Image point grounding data

++++++++++++++++++++

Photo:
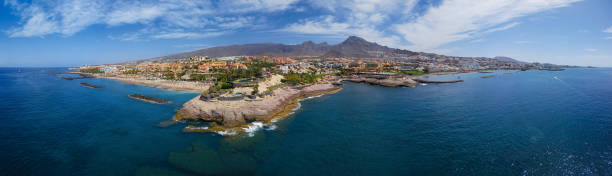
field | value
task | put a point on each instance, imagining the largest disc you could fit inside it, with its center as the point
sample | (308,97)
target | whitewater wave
(252,128)
(200,128)
(271,127)
(227,133)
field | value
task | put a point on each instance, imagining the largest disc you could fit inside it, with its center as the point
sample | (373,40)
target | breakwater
(437,82)
(149,99)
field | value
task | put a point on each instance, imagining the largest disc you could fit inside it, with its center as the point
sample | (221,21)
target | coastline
(232,119)
(243,116)
(186,86)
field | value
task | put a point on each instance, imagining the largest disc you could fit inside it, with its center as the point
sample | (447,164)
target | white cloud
(364,18)
(189,35)
(456,20)
(501,28)
(40,18)
(520,42)
(452,20)
(609,30)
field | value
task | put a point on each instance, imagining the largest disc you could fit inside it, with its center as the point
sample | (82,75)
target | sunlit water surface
(516,123)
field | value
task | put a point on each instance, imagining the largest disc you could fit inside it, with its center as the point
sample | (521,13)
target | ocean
(516,123)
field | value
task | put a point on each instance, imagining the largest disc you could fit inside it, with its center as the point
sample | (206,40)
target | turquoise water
(523,123)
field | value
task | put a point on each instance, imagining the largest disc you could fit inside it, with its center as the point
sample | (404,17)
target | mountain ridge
(353,47)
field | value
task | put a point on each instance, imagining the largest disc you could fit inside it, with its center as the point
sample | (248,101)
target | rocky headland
(231,116)
(388,82)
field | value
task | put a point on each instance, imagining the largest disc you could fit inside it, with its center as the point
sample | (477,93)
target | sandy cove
(233,115)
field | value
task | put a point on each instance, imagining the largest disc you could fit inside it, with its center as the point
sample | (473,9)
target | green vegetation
(255,89)
(197,77)
(299,78)
(132,72)
(91,70)
(224,85)
(412,72)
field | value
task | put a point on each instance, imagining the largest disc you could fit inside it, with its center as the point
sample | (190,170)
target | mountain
(352,47)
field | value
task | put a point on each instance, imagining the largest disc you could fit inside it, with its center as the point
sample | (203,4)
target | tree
(255,89)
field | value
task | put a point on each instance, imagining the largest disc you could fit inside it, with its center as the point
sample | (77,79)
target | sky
(56,33)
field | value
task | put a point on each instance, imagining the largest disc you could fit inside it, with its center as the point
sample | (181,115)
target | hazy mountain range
(353,47)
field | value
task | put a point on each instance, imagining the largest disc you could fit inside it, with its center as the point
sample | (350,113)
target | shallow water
(524,123)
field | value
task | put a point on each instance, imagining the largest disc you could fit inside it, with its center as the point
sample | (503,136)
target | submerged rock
(203,160)
(158,171)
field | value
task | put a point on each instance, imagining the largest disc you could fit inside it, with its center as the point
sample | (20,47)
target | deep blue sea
(517,123)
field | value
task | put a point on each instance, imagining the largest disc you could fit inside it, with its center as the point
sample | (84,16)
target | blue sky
(78,32)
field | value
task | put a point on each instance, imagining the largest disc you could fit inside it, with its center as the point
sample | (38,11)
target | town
(236,71)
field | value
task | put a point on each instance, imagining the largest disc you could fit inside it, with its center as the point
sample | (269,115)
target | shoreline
(185,86)
(283,107)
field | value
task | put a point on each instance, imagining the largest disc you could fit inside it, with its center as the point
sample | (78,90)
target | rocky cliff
(236,113)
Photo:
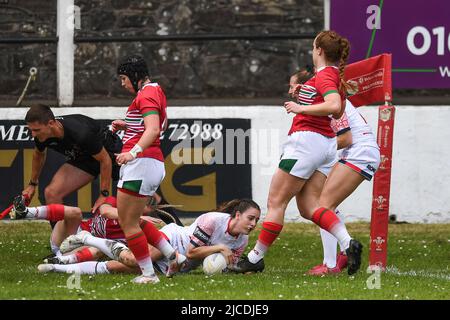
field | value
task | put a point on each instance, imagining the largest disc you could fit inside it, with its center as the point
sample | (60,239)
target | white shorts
(179,238)
(305,152)
(363,159)
(142,176)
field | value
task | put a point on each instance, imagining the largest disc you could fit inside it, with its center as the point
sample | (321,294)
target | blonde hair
(337,50)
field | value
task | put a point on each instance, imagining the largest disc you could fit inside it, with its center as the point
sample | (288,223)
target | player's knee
(328,203)
(275,203)
(51,195)
(74,213)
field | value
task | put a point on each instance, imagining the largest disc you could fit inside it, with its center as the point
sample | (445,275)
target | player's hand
(293,107)
(118,125)
(100,200)
(228,254)
(123,158)
(29,192)
(297,90)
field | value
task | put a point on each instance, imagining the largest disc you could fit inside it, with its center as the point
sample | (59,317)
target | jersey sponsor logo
(201,235)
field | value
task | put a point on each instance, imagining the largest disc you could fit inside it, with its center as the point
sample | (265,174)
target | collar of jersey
(153,84)
(321,68)
(228,228)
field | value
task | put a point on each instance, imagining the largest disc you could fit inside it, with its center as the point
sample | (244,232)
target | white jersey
(352,120)
(212,228)
(209,229)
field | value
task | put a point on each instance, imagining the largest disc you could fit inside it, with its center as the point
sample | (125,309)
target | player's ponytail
(241,205)
(337,50)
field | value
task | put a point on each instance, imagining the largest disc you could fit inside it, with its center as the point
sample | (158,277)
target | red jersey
(102,227)
(325,81)
(149,100)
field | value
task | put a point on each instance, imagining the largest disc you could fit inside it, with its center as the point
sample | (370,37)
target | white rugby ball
(214,263)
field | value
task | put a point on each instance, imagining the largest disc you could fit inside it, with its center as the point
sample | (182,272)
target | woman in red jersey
(141,160)
(309,154)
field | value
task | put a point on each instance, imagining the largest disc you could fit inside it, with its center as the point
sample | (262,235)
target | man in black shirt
(89,150)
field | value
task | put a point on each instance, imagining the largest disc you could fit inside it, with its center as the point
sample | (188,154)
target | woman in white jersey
(225,230)
(358,161)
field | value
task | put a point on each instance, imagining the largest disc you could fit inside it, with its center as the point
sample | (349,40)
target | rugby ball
(214,263)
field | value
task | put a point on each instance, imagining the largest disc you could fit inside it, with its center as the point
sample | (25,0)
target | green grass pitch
(418,260)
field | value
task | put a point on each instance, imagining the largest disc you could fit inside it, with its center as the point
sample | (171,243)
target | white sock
(257,253)
(146,266)
(39,213)
(104,245)
(69,259)
(88,267)
(329,243)
(55,249)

++++++++++++++++++++

= What needs to be done =
Output each line exactly as shown above; no pictures go in the copy.

= Response box =
Photo:
field | value
task | put a point on each instance, imagining the largest disc you could fit inside it, with its center as the point
sample | (308,97)
target | whitewater wave
(252,128)
(200,128)
(271,127)
(227,133)
field | value
task | put a point on each instance, imagining the largest disc you could fit inside it, with its center as the point
sample | (373,40)
target | breakwater
(437,82)
(149,99)
field | value
task | put a point on each instance, imagining the largest disc you could fit inside it, with its center as the point
sample | (221,21)
target | coastline
(232,119)
(243,116)
(186,86)
field | value
task | put a point on each instance, imagining the largest disc you could fit inside it, with its center as the point
sample | (447,164)
target | white cloud
(364,18)
(189,35)
(456,20)
(501,28)
(40,18)
(520,42)
(452,20)
(609,30)
field | value
task | put a point on each instance, imagining the largest disc you could fit inside it, with its center as the point
sample | (82,75)
target | sunlit water surface
(516,123)
field | value
task | put a point on each instance, imagining the largest disc you could fit inside it, with its center as the point
sample | (521,13)
target | ocean
(516,123)
field | value
task | put a point on each instance, imagining the largest disc you could fit inside it, with its center as the point
sample | (206,40)
target | turquoise water
(523,123)
field | value
task | put a point on each instance, imagining the largest disc you could fit inside it, with its center as the point
sample | (404,17)
target | mountain ridge
(353,47)
field | value
task | put a point on each instance, imagining the largest disc you could fit inside it, with its center as the point
sample | (248,101)
target | rocky headland
(231,116)
(388,82)
field | value
task | put a point on each instance, imagining the largest disc you could fit inside it, with its center as the point
sample | (477,93)
target | sandy cove
(233,115)
field | value
task | put a point on each instance, imagining the largest disc you could fit inside it, with its center as the point
sample | (473,9)
target | green vegetation
(255,89)
(197,77)
(299,78)
(132,72)
(91,70)
(224,85)
(412,72)
field | value
task | put a point on each instance, imagining the largest disc you could fit inside it, with its center as the point
sample | (190,170)
target | mountain
(352,47)
field | value
task | put a point on each instance, imagining the largest disc you could fit inside it, with its center as the point
sample | (203,4)
target | tree
(255,89)
field | value
task | put a point on each instance, imagining the largest disc you could fit inside it, with its center as the point
sample | (77,79)
target | sky
(56,33)
field | value
task | put a point on each instance, imagining the largest disc you could fit inside it, with its center as the point
sample | (181,115)
target | hazy mountain range
(353,47)
field | value
task | put a point on each instance, imagining the largest disc you could fit inside it, with its center as the point
sample | (350,113)
target | shallow water
(524,123)
field | value
task | put a point on each instance, imagining the largest disc you could fit inside it, with its center as the point
sample | (503,136)
target | submerged rock
(203,160)
(158,171)
field | value
task | put a point on each instance, imagining the largest disc you could fit inside it, with its center as the point
sample | (20,47)
target | deep blue sea
(517,123)
field | value
task | put a point on each instance, imagining the largest disc you could fit inside it, with its center as the point
sample | (84,16)
target | blue sky
(78,32)
field | value
task | put a point on each instance, imagining the largest disc you could fit inside it, with its center as the point
sample | (38,11)
target | town
(236,71)
field | value
task | put a point on each instance, imagining the largest disc you could fit inside it, with its center as the point
sample | (269,115)
target | shoreline
(185,86)
(283,107)
field | value
task | put a point on each instance, imagining the largest disc you could fit inside it, with its center as the point
sample | (78,90)
target | rocky cliff
(236,113)
Photo:
field | value
task | put a point on each instance, imagining the largest disc you could fit inside it, with its center as the point
sample | (60,239)
target | white shorts
(179,238)
(305,152)
(363,159)
(142,176)
field | value
task | put a point on each instance, imagining the largest disc you could fit inside it, with its center as the point
sample | (321,294)
target | blonde hair
(337,50)
field | value
task | put a point on each instance, imagining the largest disc you could fit inside it, with its center as the point
sample | (288,223)
target | player's knee
(328,203)
(275,203)
(51,195)
(74,213)
field | value
task | put a point on each instance, imagining the largest disc you could fit inside it, with its center as the point
sample | (445,275)
target | player's hand
(293,107)
(118,125)
(100,200)
(228,254)
(123,158)
(29,192)
(297,90)
field | value
task | put a point on each instance, imagining the largest disc you could fit inside it, with its center as the point
sample | (59,317)
target | jersey sponsor logo
(201,235)
field | value
task | put a point on each instance, imagining the largest disc you could fit inside it, with its center as the point
sample | (265,174)
target | collar of jersey
(153,84)
(321,68)
(228,228)
field | value
task | put a point on each instance, imagining the largest disc you could fit inside it, with its center as the point
sample | (244,232)
target | white jersey
(352,120)
(212,228)
(209,229)
field | value
task | put a point on each instance, imagining the largest disc you could fit inside it, with its center as the point
sample | (125,309)
target | player's ponytail
(241,205)
(337,50)
field | value
task | put a point on each instance, imagining the largest disc you could fit inside it, with its center as the point
sample | (158,277)
target | red jersey
(102,227)
(325,81)
(149,100)
field | value
task | put a point on each instance, imagining the largest disc you could fit inside it, with its center as the point
sample | (370,37)
target | white rugby ball
(214,263)
field | value
task | put a point on each instance, imagining the largest disc you could fit inside it, with its center as the point
sample | (182,272)
target | woman in red jersey
(141,160)
(309,154)
field | value
task | put a point on each instance, imagining the largest disc you could fit inside it, with its center as the point
sample | (262,235)
target | man in black shirt
(89,150)
field | value
task | put a point on each instance, imagining the largest disc you could fit inside it, with its center as the point
sample | (188,154)
target | woman in white jersey
(225,230)
(358,161)
field | value
task | put a point on each instance, imagining the largest disc you could fit inside it, with its center as the point
sample | (349,40)
target | rugby ball
(214,263)
field | value
task | put a point on each instance, imagining the largest disc you could fit inside it, with its center as the point
sample | (25,0)
target | green grass pitch
(418,260)
field | value
task | put a point on each instance, imagining the largest disc you could fit inside it, with its center as the point
sample | (171,243)
target | white sock
(257,253)
(146,266)
(39,213)
(104,245)
(69,259)
(88,267)
(329,243)
(55,249)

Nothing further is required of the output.